* **Document**:
==============================

# Dune Trailer Re-Score



## Ben Winfield (Dec 28, 2020)

I recently re-scored the dune trailer for a university assessment, let me know what you think!

All sounds are spitfire with some zebra sploshed on.


----------



## telecode101 (Dec 28, 2020)

..


----------



## Rctec (Dec 28, 2020)

Do you really want my opinion?


----------



## Ben Winfield (Dec 28, 2020)

Rctec said:


> Do you really want my opinion?


Any opinion and criticisms are welcome! best way to learn is from mistakes! But doesn't make me any less nervous!


----------



## Ben Winfield (Dec 28, 2020)

telecode101 said:


> The first 10 or 15 secs are too low volume. cant hear much. the middle sort of sounds like if could go with anything -- but doesn't sound particularly Sci-fi-is. Makes me think of Romans in tunics.
> 
> 
> 
> ...


I appreciate the feedback! Granted my mixing isn't the best and I'm trying to work on it! The assessment was about demonstrating orchestral composing, so I agree with you in that it's not particularly sci-fi! If I had free reign I would probably do something different. Surprisingly the bit from 2:40 took the least amount of time, just some drums and some pseudo-aleatoric writing, the synth 'dropper' was my amateur attempt to create some interesting sound design haha

Thanks for the feedback!


----------



## Kobiy86 (Dec 29, 2020)

I fear I am unable to give any technical feedback, but I can give you my opinion: It sounds very good to my ears! It fits quite good to the video. If I would have heard this in the movies, I guess I wouldn’t have thought that the music was part of an university assessment.

==============================

* **Records shown**:
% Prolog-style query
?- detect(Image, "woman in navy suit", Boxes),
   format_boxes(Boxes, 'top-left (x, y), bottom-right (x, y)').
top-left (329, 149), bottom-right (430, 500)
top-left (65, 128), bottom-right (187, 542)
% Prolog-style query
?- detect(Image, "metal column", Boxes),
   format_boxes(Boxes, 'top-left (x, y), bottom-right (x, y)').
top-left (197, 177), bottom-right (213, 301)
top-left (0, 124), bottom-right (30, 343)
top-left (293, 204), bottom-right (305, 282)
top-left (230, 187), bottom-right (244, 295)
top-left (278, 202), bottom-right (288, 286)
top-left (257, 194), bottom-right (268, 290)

==============================

* **Goal A**:
In the Dune trailer thread, revise the passage that begins at the words "I appreciate the" and stops after "for the feedback!", swapping "drums" for "percussion".
* **Goal B**:
Answer these from the Dune trailer thread:
(i) What does Ben Winfield say all the sounds are?
(ii) What was the assessment about demonstrating?
(iii) According to telecode101, which part of the re-score is too low in volume?

* **Written solution A**:
I appreciate the feedback! Granted my mixing isn't the best and I'm trying to work on it! The assessment was about demonstrating orchestral composing, so I agree with you in that it's not particularly sci-fi! If I had free reign I would probably do something different. Surprisingly the bit from 2:40 took the least amount of time, just some percussion and some pseudo-aleatoric writing, the synth 'dropper' was my amateur attempt to create some interesting sound design haha

Thanks for the feedback!

* **Written solution B**:
(i) Spitfire, with some Zebra sploshed on.
(ii) Orchestral composing.
(iii) The first 10 or 15 seconds.